◆ RECORDS FOR THIS EXERCISE:
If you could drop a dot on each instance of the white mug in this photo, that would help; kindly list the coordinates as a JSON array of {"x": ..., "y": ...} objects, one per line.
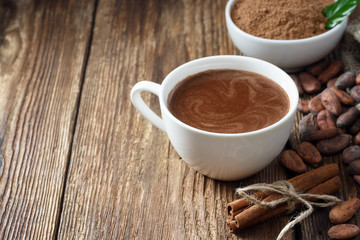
[{"x": 218, "y": 155}]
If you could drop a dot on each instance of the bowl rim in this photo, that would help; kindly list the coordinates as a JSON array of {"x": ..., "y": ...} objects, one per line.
[
  {"x": 326, "y": 34},
  {"x": 288, "y": 116}
]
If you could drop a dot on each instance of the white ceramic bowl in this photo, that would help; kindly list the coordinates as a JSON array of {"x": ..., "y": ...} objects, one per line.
[
  {"x": 290, "y": 55},
  {"x": 219, "y": 155}
]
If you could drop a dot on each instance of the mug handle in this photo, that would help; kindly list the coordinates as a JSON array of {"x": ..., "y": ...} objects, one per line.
[{"x": 140, "y": 105}]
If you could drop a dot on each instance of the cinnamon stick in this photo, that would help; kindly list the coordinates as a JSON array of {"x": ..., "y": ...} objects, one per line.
[
  {"x": 301, "y": 183},
  {"x": 330, "y": 186},
  {"x": 237, "y": 206}
]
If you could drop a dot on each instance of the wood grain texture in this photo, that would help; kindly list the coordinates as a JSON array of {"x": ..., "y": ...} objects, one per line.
[
  {"x": 77, "y": 161},
  {"x": 125, "y": 179},
  {"x": 42, "y": 49}
]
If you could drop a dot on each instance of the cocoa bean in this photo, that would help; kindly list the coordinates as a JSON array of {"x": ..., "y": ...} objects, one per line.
[
  {"x": 317, "y": 68},
  {"x": 331, "y": 102},
  {"x": 315, "y": 104},
  {"x": 354, "y": 167},
  {"x": 332, "y": 71},
  {"x": 291, "y": 160},
  {"x": 357, "y": 79},
  {"x": 309, "y": 83},
  {"x": 357, "y": 139},
  {"x": 355, "y": 93},
  {"x": 309, "y": 153},
  {"x": 320, "y": 134},
  {"x": 331, "y": 83},
  {"x": 296, "y": 80},
  {"x": 343, "y": 96},
  {"x": 357, "y": 179},
  {"x": 344, "y": 211},
  {"x": 347, "y": 118},
  {"x": 355, "y": 127},
  {"x": 345, "y": 80},
  {"x": 334, "y": 145},
  {"x": 351, "y": 153},
  {"x": 343, "y": 231},
  {"x": 308, "y": 124},
  {"x": 303, "y": 106},
  {"x": 325, "y": 119}
]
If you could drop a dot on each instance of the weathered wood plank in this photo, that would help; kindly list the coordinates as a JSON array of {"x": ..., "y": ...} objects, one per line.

◆ WHAT TO WORK ON: Write out the entries above verbatim; the pictures do not belong in your copy.

◆ TASK OUTPUT:
If you could drop a dot on each instance of the white mug in this photo, that would help; kindly list the coordinates as a JSON array of {"x": ..., "y": ...} objects, one per line.
[{"x": 218, "y": 155}]
If you could drop a dot on each instance of the bowl rim in this photo, that would help; kindly list the coordinates as a JSON array of {"x": ..., "y": ...} objects, one per line.
[
  {"x": 326, "y": 34},
  {"x": 288, "y": 116}
]
If you could drop a dot on each instance of the white ceramic bowl in this photo, that would help; kindly list the coordinates as a JSON array of {"x": ..., "y": ...} objects, one per line.
[
  {"x": 290, "y": 55},
  {"x": 219, "y": 155}
]
If you could drop a dot on each instance of the mug handle in this photo, that would help; kindly list the coordinates as a JSON array of {"x": ..., "y": ...} objects, one per line.
[{"x": 140, "y": 105}]
If you could drop a dot on each instance of the cinnamon stick in this photo, that would help; kindly list the coordinates as a JSON array of {"x": ..., "y": ...} objects, one per line.
[
  {"x": 301, "y": 183},
  {"x": 330, "y": 186},
  {"x": 237, "y": 206}
]
If you could drop a dot on each instance of the wood grain texture in this photo, that would help; kindly list the coordinates as a JSON array of {"x": ..., "y": ...} objects, one per line.
[
  {"x": 77, "y": 161},
  {"x": 125, "y": 179},
  {"x": 42, "y": 49}
]
If you could drop a dot on each instance of the cocoa bean in this photo, that would help; kindly list the coordinates as a JSON array of {"x": ..., "y": ...} objects, one per line.
[
  {"x": 317, "y": 68},
  {"x": 331, "y": 102},
  {"x": 315, "y": 104},
  {"x": 354, "y": 167},
  {"x": 332, "y": 71},
  {"x": 291, "y": 160},
  {"x": 357, "y": 79},
  {"x": 309, "y": 83},
  {"x": 357, "y": 139},
  {"x": 355, "y": 93},
  {"x": 309, "y": 153},
  {"x": 320, "y": 134},
  {"x": 331, "y": 83},
  {"x": 296, "y": 80},
  {"x": 343, "y": 96},
  {"x": 357, "y": 179},
  {"x": 344, "y": 211},
  {"x": 347, "y": 118},
  {"x": 355, "y": 127},
  {"x": 345, "y": 80},
  {"x": 334, "y": 145},
  {"x": 351, "y": 153},
  {"x": 343, "y": 231},
  {"x": 308, "y": 124},
  {"x": 303, "y": 106},
  {"x": 325, "y": 119}
]
If you could drop a dot on each instance of the weathered wood plank in this photo, that would help; kindly list the coordinates as a JSON array of {"x": ..., "y": ...} objects, one per line.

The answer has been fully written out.